This task calls for copying every line in the data below that contains the word "japanese".

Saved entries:
───

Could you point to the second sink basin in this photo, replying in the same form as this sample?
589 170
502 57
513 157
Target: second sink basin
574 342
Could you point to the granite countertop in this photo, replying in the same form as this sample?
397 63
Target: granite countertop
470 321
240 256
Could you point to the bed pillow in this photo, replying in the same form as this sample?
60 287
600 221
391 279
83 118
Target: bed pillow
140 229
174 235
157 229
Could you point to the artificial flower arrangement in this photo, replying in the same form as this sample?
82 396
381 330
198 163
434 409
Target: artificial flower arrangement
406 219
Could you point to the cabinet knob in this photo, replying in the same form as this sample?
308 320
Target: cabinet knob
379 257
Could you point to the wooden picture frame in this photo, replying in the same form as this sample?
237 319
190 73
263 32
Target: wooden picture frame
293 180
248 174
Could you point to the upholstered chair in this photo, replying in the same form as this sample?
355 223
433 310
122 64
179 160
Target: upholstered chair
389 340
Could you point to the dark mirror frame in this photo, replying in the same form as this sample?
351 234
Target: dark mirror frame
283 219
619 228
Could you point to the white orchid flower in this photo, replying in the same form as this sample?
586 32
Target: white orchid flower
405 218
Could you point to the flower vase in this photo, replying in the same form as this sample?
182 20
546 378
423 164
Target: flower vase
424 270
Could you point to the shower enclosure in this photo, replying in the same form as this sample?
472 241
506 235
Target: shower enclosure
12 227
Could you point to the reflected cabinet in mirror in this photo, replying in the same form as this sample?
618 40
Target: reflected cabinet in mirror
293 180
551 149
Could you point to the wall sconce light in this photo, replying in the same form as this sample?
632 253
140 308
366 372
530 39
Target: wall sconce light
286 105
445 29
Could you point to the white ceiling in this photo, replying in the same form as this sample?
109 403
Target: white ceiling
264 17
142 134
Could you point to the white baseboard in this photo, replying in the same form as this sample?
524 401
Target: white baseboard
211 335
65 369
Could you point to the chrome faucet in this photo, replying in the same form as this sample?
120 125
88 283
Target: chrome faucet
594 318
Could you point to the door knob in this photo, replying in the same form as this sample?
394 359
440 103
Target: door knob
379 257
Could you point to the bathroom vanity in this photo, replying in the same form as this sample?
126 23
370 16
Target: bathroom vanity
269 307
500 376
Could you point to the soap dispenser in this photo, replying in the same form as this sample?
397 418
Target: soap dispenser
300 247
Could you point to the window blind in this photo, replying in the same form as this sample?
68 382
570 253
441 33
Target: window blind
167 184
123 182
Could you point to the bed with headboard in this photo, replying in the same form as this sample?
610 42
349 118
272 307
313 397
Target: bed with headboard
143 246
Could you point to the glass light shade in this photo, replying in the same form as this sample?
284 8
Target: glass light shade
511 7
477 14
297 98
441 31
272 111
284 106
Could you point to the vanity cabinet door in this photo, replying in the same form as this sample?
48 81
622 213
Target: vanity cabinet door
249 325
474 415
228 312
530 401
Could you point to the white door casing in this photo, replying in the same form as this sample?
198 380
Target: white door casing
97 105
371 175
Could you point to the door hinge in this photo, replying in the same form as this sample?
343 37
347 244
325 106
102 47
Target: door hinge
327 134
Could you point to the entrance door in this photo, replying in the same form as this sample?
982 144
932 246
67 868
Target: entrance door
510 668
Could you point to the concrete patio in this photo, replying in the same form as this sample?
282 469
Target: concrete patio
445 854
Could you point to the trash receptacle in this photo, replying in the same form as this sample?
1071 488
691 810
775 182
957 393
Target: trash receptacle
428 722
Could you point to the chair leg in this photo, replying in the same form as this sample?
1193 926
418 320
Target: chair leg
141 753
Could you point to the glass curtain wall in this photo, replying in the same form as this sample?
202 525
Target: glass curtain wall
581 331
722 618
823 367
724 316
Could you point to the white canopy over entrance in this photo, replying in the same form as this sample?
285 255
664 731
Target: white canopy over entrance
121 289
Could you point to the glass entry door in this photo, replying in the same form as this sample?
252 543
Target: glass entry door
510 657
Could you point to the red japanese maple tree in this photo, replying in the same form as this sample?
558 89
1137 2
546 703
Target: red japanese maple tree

───

**Task response**
Could you point to the red japanese maple tree in this photo, replying in the same form as this sample?
Target: red japanese maple tree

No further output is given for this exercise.